Source passage:
Covid rights for pregnant women

The Government finally issued guidance on pregnant women and Covid in late December. What does it mean?



Just before Christmas, the Government finally published new guidance for pregnant women in relation to Covid.

The announcement of the new guidance came after months of lobbying by different groups concerned that women were at increased risk from Covid.

Studies show increased risk for pregnant women, particularly those from BAME communities. The British Medical Journal published research in September that pregnant women seen in hospitals with Covid-19 are less likely to show symptoms, and seem to be at increased risk of needing admission to an intensive care unit than non-pregnant women of similar age.

In June another study published in the BMJ found most pregnant women admitted to hospital with Covid were in the late second or third trimester. While most had good outcomes and transmission to infants was uncommon, there was concern about the high number of women from black or minority ethnic groups admitted with infection and the study called for urgent investigation and explanation. In September, an Oxford University study of more than a dozen pregnant women who died of Covid between March and May 2020 found more than half were from BAME backgrounds.

The new guidance, published jointly by the Department for Health & Social Care and the Health & Safety Executive, says that pregnant women who have no underlying health issues and are under 28 weeks pregnant should have a workplace risk assessment and should only continue working if the risk assessment advises that it is safe to do so.
It says that employers should remove or manage any risks and, if this cannot be done, they should offer pregnant employees suitable alternative work or working arrangements (including working from home) or suspend them on full pay.

Provided data:
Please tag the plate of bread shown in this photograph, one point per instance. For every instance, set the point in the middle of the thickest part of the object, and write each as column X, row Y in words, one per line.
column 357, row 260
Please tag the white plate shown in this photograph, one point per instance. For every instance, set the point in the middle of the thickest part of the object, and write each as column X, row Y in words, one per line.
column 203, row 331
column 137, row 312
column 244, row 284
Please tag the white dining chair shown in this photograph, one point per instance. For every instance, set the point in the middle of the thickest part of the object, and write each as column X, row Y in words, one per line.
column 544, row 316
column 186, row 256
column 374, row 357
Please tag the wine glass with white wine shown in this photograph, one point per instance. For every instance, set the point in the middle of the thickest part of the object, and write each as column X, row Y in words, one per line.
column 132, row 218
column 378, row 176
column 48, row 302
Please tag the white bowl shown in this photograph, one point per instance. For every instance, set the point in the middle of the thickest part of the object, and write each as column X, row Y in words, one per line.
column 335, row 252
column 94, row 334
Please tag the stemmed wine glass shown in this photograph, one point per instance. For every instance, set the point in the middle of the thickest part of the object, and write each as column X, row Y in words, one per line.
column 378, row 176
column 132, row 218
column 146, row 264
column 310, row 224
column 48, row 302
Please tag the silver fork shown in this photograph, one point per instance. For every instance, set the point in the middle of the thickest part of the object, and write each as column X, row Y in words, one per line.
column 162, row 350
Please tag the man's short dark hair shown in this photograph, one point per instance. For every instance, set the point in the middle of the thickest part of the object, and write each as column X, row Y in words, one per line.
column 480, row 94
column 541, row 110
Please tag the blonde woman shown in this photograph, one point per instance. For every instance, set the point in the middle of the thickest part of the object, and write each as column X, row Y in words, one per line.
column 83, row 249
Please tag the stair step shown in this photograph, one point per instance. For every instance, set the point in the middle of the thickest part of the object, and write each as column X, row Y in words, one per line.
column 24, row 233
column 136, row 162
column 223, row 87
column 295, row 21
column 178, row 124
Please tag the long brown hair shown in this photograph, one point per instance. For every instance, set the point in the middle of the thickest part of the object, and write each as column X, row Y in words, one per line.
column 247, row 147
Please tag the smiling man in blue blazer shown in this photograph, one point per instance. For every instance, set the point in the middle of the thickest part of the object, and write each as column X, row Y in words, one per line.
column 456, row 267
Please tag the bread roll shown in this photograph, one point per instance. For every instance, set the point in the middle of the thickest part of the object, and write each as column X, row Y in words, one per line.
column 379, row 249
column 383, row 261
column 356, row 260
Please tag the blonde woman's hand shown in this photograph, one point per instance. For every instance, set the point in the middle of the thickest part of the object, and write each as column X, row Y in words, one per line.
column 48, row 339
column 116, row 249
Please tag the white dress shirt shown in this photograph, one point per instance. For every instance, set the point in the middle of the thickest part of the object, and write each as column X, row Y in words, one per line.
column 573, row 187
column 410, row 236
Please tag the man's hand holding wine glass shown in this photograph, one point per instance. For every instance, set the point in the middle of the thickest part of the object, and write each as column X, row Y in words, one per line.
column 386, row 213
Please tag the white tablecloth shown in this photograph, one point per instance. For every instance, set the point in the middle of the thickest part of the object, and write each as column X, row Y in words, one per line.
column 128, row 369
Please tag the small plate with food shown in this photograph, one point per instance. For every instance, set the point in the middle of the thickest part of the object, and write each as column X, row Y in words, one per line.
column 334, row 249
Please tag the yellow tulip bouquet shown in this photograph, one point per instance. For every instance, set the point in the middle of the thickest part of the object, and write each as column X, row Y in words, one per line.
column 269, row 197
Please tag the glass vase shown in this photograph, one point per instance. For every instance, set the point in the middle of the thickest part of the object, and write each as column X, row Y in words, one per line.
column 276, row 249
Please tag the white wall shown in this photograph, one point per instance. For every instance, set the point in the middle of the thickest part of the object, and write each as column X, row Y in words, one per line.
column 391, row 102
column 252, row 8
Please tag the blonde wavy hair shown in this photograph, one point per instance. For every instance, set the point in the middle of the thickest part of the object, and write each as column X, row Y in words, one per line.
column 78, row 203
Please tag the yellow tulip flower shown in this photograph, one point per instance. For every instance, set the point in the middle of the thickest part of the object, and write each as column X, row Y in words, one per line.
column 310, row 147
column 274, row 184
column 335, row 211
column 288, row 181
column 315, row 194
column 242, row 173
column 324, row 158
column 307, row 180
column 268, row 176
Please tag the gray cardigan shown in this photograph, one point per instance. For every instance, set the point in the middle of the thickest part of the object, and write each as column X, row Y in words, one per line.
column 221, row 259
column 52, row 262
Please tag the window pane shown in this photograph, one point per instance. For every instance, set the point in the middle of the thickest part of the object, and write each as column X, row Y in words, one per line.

Problem A:
Indicate whether each statement below agrees with the article on Covid guidance for pregnant women, answering yes or no and quoting the deciding words of that article:
(i) The new guidance was issued jointly by the Department for Health & Social Care and the Health & Safety Executive.
(ii) The June study in the BMJ found that most pregnant women admitted to hospital with Covid were in their first trimester.
(iii) The Oxford University study found that more than half of the pregnant women it examined who died of Covid were from BAME backgrounds.
Problem B:
Proceed with the article on Covid guidance for pregnant women from the point at which it ends.

Answer area A:
(i) Yes: "published jointly by the Department for Health & Social Care and the Health & Safety Executive"
(ii) No: "most pregnant women admitted to hospital with Covid were in the late second or third trimester"
(iii) Yes: "found more than half were from BAME backgrounds"

Answer area B:
For pregnant women with no underlying health issues who are over 28 weeks pregnant and those with health conditions that put them at greater risk from Covid, the guidance advises a “precautionary approach” because of the increased risk of becoming severely ill and of pre-term birth if women contract Covid.

It also advises that employers should ensure national guidance on social distancing is possible and if not, working from home should be allowed or redeployment considered. If adjustments or redeployment is not possible, women should be suspended on paid leave.

Maternity organisations have welcomed the guidance, despite the long delay and anxiety caused by the lack of clarification. Maternity Action has, however, urgently called for pregnant women who are past 28 weeks or clinically vulnerable and are furloughed to be suspended on full pay. Angry that there is no mention of pregnant women in the furlough guidance, they say this would mitigate the widespread confusion that reigned in the early days of the pandemic following the Prime Minister’s statement in March that pregnant women were particularly vulnerable to Covid and should effectively self-isolate and the lack of government guidance to back this up. This saw many pregnant women being unlawfully sent home on sick pay or unpaid leave by their employer. This not only reduced their income during pregnancy, but saw many lose entitlement to Statutory Maternity Pay and facing reduced access to Universal Credit.